EXTRACTED DATA >>

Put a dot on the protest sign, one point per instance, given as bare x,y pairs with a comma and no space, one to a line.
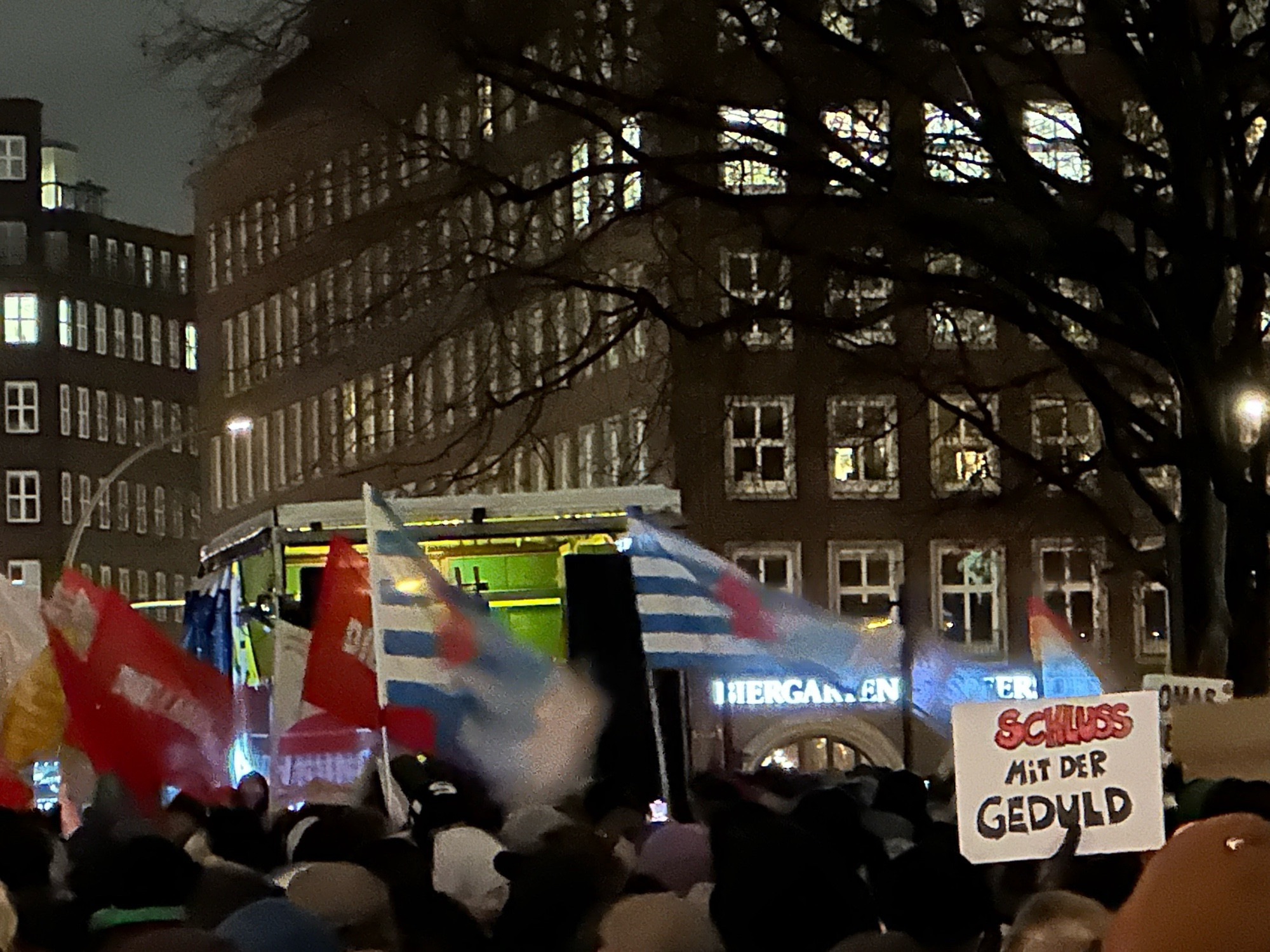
1224,741
1177,691
1028,771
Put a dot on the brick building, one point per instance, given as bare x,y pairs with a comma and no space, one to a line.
98,361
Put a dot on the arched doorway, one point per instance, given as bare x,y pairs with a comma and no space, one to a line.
810,747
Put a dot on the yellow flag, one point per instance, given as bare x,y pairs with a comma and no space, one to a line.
36,714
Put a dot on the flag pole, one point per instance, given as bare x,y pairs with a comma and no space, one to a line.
664,774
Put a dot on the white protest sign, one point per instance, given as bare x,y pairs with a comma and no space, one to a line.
1027,771
1177,691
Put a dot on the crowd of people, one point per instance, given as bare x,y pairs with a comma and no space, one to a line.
765,863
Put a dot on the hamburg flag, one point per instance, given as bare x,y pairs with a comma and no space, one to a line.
1064,673
526,725
140,706
340,676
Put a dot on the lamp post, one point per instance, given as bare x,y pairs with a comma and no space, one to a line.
234,427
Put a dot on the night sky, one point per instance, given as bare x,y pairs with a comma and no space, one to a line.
138,134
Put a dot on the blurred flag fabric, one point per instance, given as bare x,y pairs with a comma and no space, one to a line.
526,725
700,611
209,628
140,706
1064,672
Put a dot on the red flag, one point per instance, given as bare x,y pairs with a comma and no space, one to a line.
341,673
140,706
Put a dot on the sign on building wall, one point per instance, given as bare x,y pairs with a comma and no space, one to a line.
1027,772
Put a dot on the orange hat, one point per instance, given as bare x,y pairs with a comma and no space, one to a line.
1210,888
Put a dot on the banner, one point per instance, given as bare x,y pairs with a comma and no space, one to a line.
1177,691
1027,772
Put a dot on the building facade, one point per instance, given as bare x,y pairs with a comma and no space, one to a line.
100,361
365,308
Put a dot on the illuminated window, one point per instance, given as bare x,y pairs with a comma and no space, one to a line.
120,324
954,152
22,407
864,129
867,579
102,402
962,458
21,319
64,406
101,332
83,413
775,564
1151,621
1057,26
859,303
864,447
123,507
1070,577
755,20
65,323
751,176
956,327
13,159
1052,134
68,499
759,282
1065,432
968,597
22,496
760,449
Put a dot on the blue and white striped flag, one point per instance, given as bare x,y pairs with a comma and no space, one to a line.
700,611
528,725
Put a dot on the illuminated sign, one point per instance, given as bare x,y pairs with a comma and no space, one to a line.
799,692
1013,687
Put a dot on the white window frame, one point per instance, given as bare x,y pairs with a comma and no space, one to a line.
21,407
64,408
954,328
975,451
1073,450
22,318
83,413
954,153
755,487
13,158
22,497
1150,649
1067,587
1052,134
751,177
761,552
886,596
758,338
942,548
845,453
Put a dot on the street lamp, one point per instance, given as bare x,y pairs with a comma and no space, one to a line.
236,426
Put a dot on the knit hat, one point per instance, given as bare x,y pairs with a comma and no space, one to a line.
658,922
678,856
463,869
524,830
279,926
1210,888
1057,922
341,894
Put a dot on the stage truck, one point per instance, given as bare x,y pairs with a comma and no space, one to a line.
547,564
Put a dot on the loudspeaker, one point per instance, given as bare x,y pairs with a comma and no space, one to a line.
605,634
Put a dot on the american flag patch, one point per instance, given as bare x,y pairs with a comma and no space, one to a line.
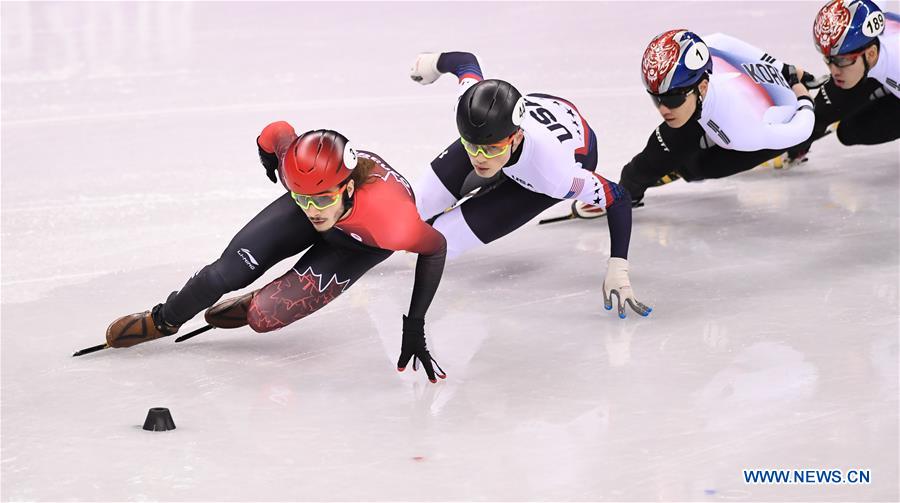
577,185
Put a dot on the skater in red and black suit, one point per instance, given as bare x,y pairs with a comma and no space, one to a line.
348,209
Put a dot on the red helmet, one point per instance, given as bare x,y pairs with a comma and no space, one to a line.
316,161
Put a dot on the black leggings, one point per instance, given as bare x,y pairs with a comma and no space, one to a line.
873,123
331,265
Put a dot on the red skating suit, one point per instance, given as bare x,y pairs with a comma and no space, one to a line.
384,213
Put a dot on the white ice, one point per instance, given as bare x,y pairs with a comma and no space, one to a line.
128,162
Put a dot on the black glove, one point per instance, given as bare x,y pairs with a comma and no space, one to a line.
810,81
414,348
269,161
790,74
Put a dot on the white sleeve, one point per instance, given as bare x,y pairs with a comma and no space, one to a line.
793,132
432,197
583,186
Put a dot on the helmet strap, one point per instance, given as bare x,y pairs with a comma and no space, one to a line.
347,201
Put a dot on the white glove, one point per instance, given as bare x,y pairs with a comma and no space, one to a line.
618,284
424,70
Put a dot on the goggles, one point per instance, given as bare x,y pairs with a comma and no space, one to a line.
320,201
843,60
488,151
672,99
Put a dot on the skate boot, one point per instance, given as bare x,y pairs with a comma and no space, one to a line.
137,328
230,313
667,178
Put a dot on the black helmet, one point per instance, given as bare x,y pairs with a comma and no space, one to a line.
489,111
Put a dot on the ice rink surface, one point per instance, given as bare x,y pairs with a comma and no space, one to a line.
128,162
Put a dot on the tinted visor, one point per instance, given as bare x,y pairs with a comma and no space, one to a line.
671,99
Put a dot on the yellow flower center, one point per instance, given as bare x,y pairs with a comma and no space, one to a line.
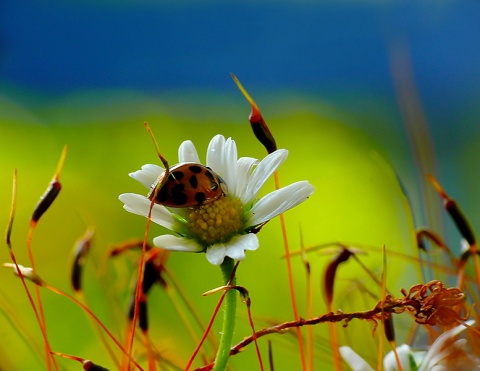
216,221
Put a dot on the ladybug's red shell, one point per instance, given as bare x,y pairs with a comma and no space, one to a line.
188,184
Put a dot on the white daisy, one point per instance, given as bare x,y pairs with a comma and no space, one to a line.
446,353
244,177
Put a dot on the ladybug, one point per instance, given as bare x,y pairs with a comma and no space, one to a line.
188,184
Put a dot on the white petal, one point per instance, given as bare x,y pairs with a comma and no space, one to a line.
244,172
140,205
355,362
216,155
230,164
262,172
237,246
187,152
216,253
279,201
148,175
170,242
390,362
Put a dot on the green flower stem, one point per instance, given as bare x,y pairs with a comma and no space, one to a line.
230,311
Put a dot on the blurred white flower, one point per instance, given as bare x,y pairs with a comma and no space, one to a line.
446,353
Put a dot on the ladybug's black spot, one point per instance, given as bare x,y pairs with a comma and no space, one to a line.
177,175
210,176
193,181
200,197
213,181
162,195
195,169
179,198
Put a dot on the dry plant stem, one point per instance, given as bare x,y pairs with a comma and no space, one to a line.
42,323
190,307
207,331
91,314
290,280
257,349
99,332
138,291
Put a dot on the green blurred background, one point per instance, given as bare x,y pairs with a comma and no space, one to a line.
341,85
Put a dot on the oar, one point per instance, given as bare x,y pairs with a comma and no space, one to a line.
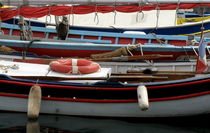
123,58
133,58
114,77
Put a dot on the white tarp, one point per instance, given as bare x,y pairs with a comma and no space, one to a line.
28,69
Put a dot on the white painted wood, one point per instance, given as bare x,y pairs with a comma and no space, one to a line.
182,107
34,102
142,97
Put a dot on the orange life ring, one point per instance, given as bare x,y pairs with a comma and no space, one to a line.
74,66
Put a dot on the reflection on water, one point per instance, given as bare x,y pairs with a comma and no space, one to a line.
17,123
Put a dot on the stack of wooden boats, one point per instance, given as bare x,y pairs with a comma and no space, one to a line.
160,89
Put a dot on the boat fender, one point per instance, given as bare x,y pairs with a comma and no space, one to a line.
34,102
143,97
74,66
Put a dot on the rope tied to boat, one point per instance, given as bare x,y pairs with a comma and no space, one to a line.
62,28
5,68
25,30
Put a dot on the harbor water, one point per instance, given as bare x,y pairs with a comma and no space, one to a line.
18,123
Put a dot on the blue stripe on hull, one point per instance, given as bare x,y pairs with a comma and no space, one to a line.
172,30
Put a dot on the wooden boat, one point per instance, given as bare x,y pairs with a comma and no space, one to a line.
103,37
169,96
69,49
82,9
16,122
119,66
82,23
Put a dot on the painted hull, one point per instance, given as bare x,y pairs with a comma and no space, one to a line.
65,49
100,37
117,67
183,97
182,107
185,29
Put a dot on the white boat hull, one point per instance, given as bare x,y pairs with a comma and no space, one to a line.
182,107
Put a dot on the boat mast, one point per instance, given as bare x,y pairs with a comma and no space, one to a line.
93,2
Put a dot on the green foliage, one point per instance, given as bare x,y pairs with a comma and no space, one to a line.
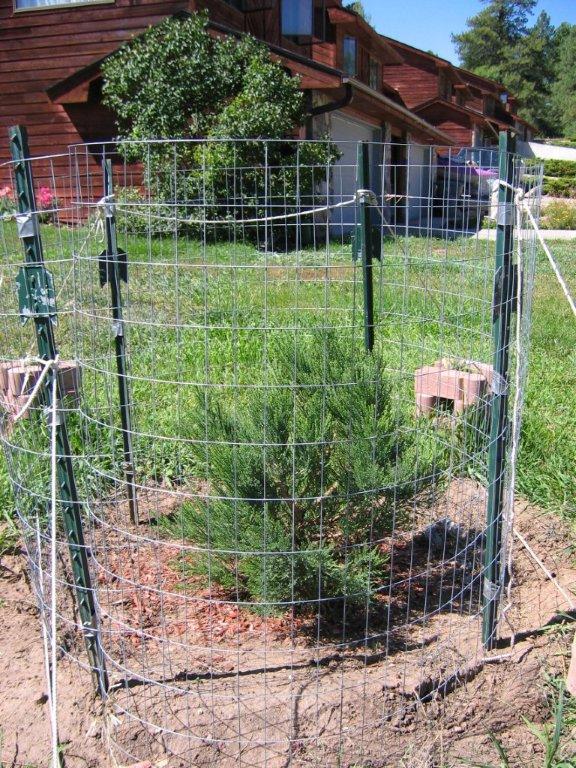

WRITTEN REQUEST >>
Write out, word for word, the stretch of the records from the line containing "Put a dot on the wooden" through the end of the records, omitting any pictures.

EXPECTED ANSWER >>
Put a dot on the wooden boat, one point per instance, given as bare x,y pairs with a comma and no space, one to a line.
103,37
169,96
69,49
82,9
16,122
119,66
82,23
Put a dot on the painted hull, one point per instance, given as bare x,y pairs with a comma and no space, one to a line.
65,49
100,37
117,67
183,97
182,107
185,29
Put a dot on the white boat hull, one point per instance, given as bare x,y pairs with a comma and no space, one to a line.
182,107
Put a dot on the boat mast, one point per instance, given as bare x,y pairs with a comma and no space, one to a line.
93,2
Put a dot on the green foliage, one point per instance, given as bare x,y pairs with a comma and no space, one to a line.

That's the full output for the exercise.